*Belge metni*:
2770759
top of page
Ahmet Tomor Hocaefendi

ÖZÜR SAHİBİ

Güncelleme tarihi: 20 Eyl 2021

Özür sahibi ne demektir?

Hastalık, ameliyat ya da yaralanma nedeni ile idrar, yellenme, kanama ve irin gibi abdesti bozan şeylerin sürekli gelmesine özür ve özürlü olan kimseye de özür sahibi denir.

Aklı başında ve bilinci yerinde olan bir müslümanın özür sahibi de olsa namazı vaktinde kılması farz ve ertelemesi yani kazaya bırakması haram olduğundan, özür sahibi olmak namaza engel değil, aksine bazı kolaylıklardan yararlanma demektir.

Yarasından, çıbanından ya da ameliyat olduğu yerden kan ve irin gibi akıntısı olanların, idrarı kaçıranların sık sık yellenenlerin ve normal âdet günlerinin dışında kanaması devam eden kızların ve kadınların özür sahibi olabilmeleri ve bazı kolaylıklardan yararlanabilmeleri için,

İlk başlangıçta bu akıntılarının sürekli gelmesi ve bir namaz vaktinin içinde abdest alıp o vaktin namazını kılacak kadar hiç durmadan kesintisiz devam etmesi gerekir.

Daha sonraki vakitlerde akıntıların sürekli ve kesintisiz gelmesi şart değildir. Eğer her namaz vaktinde sadece bir defa da gelse, özürlülük halleri devam eder.

Özür sahibi olanlar her vaktin girişinde (ezan okunmaya başlayınca), akıntıları devam etse bile abdestlerini alırlar ve Hanefî'ye göre bu abdestleriyle o vaktin içinde diledikleri kadar farz, vâcib, sünnet ve kaza namazı kılar, Kur'an okur ve Kâbe'yi tavaf ederler.

Aldıkları abdest vaktin çıkması yani öğle vaktinde özürlü olarak aldıkları abdest, öğle namazı vaktinin çıkması (ikindi namazı vaktinin girmesi) ile bozulur ve ikindi namazını kılmak için tekrar abdest almaları gerekir.

Şâfi'ye göre ise özür sahibinin her namaz için ayrı ayrı abdest alması gerekir ve hangi namaz için abdest almışsa, o namazı kılınca abdesti geçersiz olur.

*Gösterilen malzeme*:
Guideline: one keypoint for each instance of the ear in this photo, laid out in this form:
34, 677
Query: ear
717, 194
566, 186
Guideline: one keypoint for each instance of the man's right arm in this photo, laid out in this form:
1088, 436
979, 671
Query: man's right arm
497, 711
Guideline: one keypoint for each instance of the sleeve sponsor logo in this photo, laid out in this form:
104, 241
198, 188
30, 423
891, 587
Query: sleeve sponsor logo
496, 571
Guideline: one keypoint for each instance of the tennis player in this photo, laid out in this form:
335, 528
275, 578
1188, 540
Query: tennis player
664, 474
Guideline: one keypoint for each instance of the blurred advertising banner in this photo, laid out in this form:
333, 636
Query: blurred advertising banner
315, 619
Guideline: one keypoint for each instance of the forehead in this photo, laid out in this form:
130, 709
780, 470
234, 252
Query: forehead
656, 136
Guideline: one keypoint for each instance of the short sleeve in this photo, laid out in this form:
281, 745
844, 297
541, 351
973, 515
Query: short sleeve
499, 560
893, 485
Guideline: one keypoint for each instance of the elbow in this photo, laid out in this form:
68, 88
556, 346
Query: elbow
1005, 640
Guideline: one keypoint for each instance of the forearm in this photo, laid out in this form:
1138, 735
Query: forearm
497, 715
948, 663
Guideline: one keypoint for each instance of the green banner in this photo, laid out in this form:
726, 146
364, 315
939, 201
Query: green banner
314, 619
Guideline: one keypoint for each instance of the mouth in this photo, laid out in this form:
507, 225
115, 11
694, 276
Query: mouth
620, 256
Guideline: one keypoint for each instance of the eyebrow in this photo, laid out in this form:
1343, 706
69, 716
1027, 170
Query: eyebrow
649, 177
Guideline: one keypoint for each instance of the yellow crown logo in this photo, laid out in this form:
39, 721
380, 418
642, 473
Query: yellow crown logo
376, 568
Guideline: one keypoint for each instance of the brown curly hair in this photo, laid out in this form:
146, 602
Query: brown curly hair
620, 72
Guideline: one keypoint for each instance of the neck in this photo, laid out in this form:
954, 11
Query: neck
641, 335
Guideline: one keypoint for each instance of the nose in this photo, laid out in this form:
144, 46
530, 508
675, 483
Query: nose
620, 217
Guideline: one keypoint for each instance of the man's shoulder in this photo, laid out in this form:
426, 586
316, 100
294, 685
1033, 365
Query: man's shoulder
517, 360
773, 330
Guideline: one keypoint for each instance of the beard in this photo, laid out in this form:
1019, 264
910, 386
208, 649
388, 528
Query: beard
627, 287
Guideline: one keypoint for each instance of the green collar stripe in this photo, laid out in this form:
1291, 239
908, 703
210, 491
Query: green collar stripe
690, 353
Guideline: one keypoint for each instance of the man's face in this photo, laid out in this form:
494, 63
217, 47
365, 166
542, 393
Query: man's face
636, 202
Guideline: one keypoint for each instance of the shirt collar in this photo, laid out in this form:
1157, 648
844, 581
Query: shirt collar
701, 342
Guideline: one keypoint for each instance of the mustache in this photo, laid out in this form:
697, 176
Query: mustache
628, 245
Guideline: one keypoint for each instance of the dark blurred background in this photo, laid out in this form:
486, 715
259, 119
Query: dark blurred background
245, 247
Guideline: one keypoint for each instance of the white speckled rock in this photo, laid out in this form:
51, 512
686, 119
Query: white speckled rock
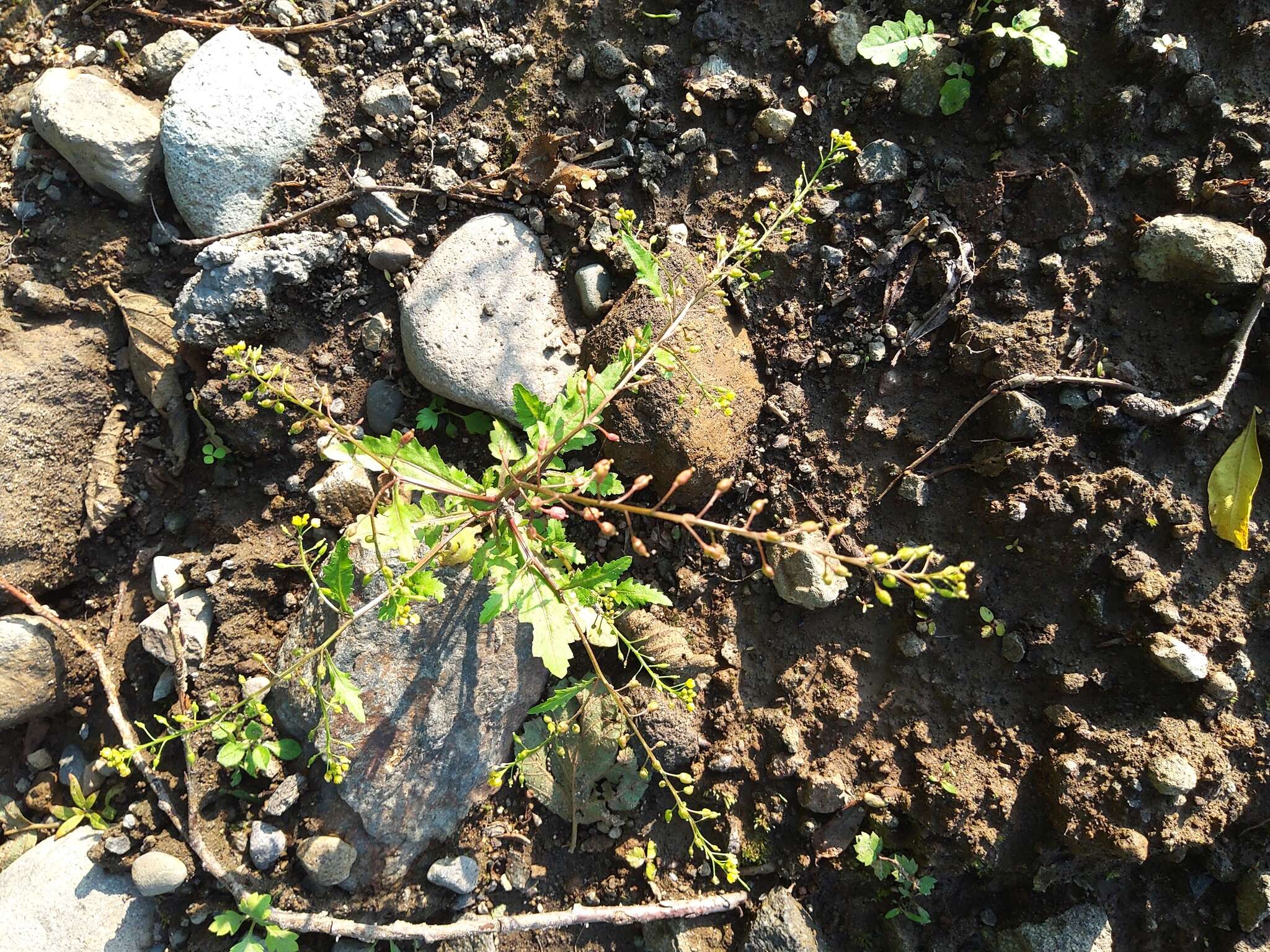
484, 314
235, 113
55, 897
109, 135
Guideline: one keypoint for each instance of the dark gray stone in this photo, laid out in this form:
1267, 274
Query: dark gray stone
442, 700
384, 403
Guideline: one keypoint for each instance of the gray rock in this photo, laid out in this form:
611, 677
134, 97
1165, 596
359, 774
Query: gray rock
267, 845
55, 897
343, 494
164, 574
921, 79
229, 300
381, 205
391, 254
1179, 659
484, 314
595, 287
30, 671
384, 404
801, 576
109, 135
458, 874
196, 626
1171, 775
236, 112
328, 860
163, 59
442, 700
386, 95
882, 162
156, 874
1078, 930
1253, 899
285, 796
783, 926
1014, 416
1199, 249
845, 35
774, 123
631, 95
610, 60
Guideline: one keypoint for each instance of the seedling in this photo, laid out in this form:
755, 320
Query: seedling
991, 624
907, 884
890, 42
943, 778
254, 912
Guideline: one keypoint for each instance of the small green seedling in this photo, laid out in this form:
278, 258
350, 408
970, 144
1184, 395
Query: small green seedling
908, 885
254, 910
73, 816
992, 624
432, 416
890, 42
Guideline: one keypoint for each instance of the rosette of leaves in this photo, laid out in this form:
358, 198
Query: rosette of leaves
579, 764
...
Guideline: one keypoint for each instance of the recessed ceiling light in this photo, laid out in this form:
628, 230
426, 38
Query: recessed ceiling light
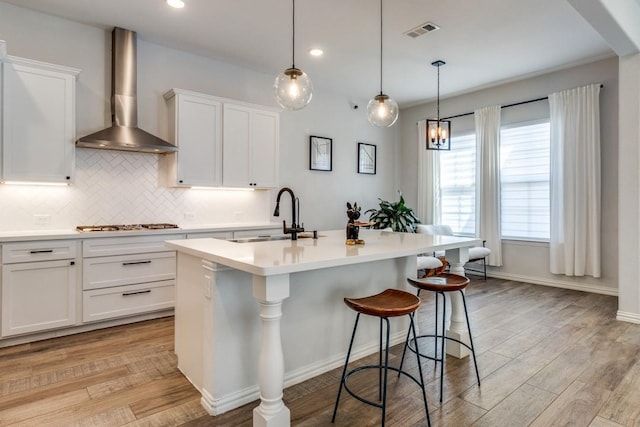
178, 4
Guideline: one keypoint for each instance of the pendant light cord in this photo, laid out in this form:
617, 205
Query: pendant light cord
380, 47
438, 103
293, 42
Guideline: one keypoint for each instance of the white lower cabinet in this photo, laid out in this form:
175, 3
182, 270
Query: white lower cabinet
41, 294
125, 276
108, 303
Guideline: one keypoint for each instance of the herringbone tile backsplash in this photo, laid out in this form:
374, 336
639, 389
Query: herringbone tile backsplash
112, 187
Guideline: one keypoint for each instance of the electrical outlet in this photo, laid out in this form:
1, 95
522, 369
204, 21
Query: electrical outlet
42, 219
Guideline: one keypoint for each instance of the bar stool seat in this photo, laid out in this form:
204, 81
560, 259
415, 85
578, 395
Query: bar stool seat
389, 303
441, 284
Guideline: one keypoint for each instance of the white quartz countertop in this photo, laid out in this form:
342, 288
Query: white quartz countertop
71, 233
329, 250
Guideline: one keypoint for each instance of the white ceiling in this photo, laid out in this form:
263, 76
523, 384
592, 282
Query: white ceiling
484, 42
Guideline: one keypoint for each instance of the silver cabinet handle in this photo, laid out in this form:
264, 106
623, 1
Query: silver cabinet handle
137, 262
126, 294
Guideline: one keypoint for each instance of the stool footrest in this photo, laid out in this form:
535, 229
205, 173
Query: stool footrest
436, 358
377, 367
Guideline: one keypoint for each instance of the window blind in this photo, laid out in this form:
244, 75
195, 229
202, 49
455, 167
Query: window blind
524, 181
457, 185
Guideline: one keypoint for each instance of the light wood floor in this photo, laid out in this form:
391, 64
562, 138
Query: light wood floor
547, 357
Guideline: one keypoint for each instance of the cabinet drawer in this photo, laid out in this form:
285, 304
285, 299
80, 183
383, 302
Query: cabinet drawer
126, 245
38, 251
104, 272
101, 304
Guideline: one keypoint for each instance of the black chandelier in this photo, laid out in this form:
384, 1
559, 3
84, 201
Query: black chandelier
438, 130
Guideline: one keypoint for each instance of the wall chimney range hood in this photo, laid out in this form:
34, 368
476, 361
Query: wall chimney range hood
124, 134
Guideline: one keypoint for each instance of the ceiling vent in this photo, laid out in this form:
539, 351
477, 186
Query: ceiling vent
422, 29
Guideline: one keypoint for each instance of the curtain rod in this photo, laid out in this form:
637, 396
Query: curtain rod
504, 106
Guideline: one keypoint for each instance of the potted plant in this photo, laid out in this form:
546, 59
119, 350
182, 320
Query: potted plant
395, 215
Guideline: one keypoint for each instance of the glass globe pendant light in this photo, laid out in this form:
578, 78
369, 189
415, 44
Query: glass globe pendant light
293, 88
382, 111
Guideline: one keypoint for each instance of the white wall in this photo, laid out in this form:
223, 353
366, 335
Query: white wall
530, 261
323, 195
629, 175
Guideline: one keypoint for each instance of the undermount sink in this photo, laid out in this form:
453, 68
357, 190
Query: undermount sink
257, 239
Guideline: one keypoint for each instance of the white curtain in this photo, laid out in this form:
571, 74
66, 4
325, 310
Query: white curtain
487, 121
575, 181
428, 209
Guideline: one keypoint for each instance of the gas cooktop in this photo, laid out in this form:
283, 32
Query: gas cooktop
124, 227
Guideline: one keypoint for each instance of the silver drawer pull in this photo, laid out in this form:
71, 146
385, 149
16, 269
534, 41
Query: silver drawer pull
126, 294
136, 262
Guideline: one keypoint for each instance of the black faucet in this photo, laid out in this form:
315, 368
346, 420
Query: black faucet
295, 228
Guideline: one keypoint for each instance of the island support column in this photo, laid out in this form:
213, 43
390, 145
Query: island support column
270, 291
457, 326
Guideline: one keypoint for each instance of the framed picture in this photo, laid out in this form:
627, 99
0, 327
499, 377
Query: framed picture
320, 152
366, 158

*Yazılı görev 1*:
Aşağıdaki (a), (b) ve (c) ifadelerinin özür sahibi metniyle uyuşup uyuşmadığını evet ya da hayır diye belirtin ve her birine metindeki belirleyici sözleri aynen alıntılayarak ekleyin.
(a) Hanefî'ye göre özür sahibi, vaktin girişinde aldığı abdestle o vakit içinde Kur'an okuyabilir.
(b) Sonraki namaz vakitlerinde de akıntının sürekli ve kesintisiz gelmesi şarttır.
(c) Şâfi'ye göre özür sahibi tek abdestle birden fazla namaz kılabilir.
*Yazılı görev 2*: Özür sahibi metnini kaldığı yerden devam ettirerek yazın.
Kayıtlar başka bir kaynaktan alınmıştır.

*Son cevap 1*:
(a) Evet: "Hanefî'ye göre bu abdestleriyle o vaktin içinde diledikleri kadar farz, vâcib, sünnet ve kaza namazı kılar, Kur'an okur ve Kâbe'yi tavaf ederler."
(b) Hayır: "Daha sonraki vakitlerde akıntıların sürekli ve kesintisiz gelmesi şart değildir."
(c) Hayır: "Şâfi'ye göre ise özür sahibinin her namaz için ayrı ayrı abdest alması gerekir ve hangi namaz için abdest almışsa, o namazı kılınca abdesti geçersiz olur."

*Son cevap 2*:
Özür sahibi olanın, özrünün dışında başka bir yerinden örneğin, sağ burun deliğinden sürekli kan geldiği için özür sahibi olanın sol burun deliğinden kan gelse ya da sürekli idrar akıntısından dolayı özür sahibi olanın bir parmağı kanarsa, derhal abdesti bozulur.

Eğer akıntı bir vaktin tamamında örneğin, öğle ile ikindi ya da akşam ile yatsı arasında bir damla gelmeksizin kesilirse, kişi özür sahibi olmaktan çıkar ve diğer vakitlerde abdest alırken ya da namaz kılarken aynı yerden tekrar bir damla akıntı gelirse, hem abdesti hem de namazı bozulur.

Akıntıları ara sıra durduğu için namaz kılarken de akıntılarının duracağı kanısında olanlar ve kirli çamaşırlarını değiştirme imkanı olanlar, namaz kılacakları zaman çamaşırlarını değiştirmeleri ve fazla akıntı gelmeden namazını da biraz acele kılması gerekir.

Namaz kılarken akıntının devam edeceği kuşkusunda olanlar ya da kirli çamaşırları değiştirme imkanı olmayanlar, kanlı, kirli çamaşırları ile namazı vaktinde kılar. Kesinlikle şeytanın dürtülerine kanıp iyileşince ve yıkanıp temizlenince sonra kılarım diye bir vakit namazı kazaya bırakmasınlar.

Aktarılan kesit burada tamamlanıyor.